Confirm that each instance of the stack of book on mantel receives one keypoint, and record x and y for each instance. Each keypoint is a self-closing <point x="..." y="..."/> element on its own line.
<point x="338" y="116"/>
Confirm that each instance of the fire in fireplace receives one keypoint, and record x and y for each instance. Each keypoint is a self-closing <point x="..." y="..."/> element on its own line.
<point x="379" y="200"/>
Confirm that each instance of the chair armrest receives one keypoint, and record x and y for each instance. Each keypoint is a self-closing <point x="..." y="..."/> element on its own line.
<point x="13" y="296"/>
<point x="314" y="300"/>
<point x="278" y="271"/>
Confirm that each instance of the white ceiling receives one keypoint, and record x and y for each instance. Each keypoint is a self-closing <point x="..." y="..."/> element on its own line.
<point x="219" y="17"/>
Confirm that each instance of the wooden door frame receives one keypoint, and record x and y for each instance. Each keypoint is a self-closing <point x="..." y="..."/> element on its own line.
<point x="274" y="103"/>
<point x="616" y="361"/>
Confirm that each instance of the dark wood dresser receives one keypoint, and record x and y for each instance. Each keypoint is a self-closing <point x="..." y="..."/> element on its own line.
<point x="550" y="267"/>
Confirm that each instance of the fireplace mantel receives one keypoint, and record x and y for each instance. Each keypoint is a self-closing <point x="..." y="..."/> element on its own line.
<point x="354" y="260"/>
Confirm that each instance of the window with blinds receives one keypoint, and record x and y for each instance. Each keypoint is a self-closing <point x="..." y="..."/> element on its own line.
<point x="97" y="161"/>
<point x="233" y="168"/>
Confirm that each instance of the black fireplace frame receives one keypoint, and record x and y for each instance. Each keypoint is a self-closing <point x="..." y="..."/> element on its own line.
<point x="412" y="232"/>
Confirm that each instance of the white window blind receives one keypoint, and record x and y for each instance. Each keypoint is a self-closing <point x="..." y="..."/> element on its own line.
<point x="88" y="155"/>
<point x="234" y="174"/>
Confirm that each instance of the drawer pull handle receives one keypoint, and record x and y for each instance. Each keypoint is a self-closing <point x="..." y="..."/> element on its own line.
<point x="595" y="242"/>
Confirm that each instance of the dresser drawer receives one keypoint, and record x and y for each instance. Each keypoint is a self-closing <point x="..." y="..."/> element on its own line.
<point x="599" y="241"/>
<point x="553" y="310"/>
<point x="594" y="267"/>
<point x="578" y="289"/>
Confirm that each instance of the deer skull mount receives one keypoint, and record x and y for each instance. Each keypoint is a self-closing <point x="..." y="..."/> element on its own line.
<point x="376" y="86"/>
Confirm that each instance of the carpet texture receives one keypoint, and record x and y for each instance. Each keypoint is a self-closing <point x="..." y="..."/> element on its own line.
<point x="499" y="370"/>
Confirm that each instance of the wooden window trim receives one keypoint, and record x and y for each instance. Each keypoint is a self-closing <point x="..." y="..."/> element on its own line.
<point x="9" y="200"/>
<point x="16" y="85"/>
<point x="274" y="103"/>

□ □ □ □ □ □ □

• WHAT IS BEING ASKED: Reproduce all the entries above, swapping every "keypoint" for "marker" and leaving everything else unchanged.

• SOLUTION TO THE EXERCISE:
Confirm that each instance of the stack of book on mantel receives one marker, and record x and y for each instance. Each marker is a self-closing <point x="..." y="..."/> element on its own line.
<point x="338" y="116"/>
Confirm that each instance of the fire in fireplace receives one marker, and record x and y for each instance. Each marker is a self-closing <point x="..." y="..."/> element on its own line.
<point x="379" y="200"/>
Confirm that each instance of the chair armrest receives one marker, and record x and y for each instance. Each marker is a self-closing <point x="..." y="..."/> element on its own line.
<point x="13" y="296"/>
<point x="314" y="300"/>
<point x="278" y="271"/>
Confirm that each instance of the white ceiling receives one marker, and record x and y for each instance. Each marker is a self-closing <point x="..." y="..."/> element on its own line.
<point x="219" y="17"/>
Confirm that each instance of the wooden door frame receives one marker, and record x and y for each instance. Each marker is a self-closing <point x="..." y="..."/> element on its own line.
<point x="274" y="103"/>
<point x="616" y="361"/>
Confirm that each instance of the dark wood dresser receives one marker, and record x and y for each instance. Each marker is a self-closing <point x="..." y="..."/> element on its own line.
<point x="550" y="267"/>
Confirm that each instance of the fireplace mantel receives one marker, and record x and y for each instance. Each marker is a self-closing <point x="..." y="..."/> element on its own line.
<point x="354" y="260"/>
Confirm that each instance of the window with blinds receives one marker, and record x and y for each instance. Each marker is a self-closing <point x="..." y="..."/> element on its own line.
<point x="97" y="161"/>
<point x="233" y="168"/>
Confirm that each instance of the black fireplace frame receives one marker, and record x and y for each instance. Each marker is a self-closing <point x="..." y="..."/> element on its own line.
<point x="412" y="232"/>
Confirm that each instance of the white window blind receives one marker, and record x and y for each instance. Each marker is a self-closing <point x="..." y="..."/> element on its own line.
<point x="88" y="155"/>
<point x="234" y="174"/>
Confirm that each instance of the drawer pull handle receives one marker, and record x and y for each instance. Each marker is a self-closing <point x="..." y="..."/> element on its own line.
<point x="595" y="242"/>
Confirm that each instance of the dresser drawer receives one marker, and record x and y for each instance. Each marker is a self-closing <point x="..." y="..."/> element on its own line.
<point x="599" y="241"/>
<point x="553" y="310"/>
<point x="594" y="267"/>
<point x="578" y="289"/>
Confirm that each instance of the deer skull mount receives one marker, and record x and y for each instance. Each marker is a self-closing <point x="..." y="..."/> element on its own line.
<point x="376" y="86"/>
Confirm that each instance of the carpet texture receives one marker, and record x and y for each instance. Each marker is a self-closing <point x="..." y="..."/> element on its own line.
<point x="499" y="370"/>
Confirm that each instance of the wooden window trim receives one marker, and record x and y for each instance. Each marker is a self-closing <point x="..." y="..."/> element on its own line.
<point x="9" y="200"/>
<point x="16" y="85"/>
<point x="274" y="103"/>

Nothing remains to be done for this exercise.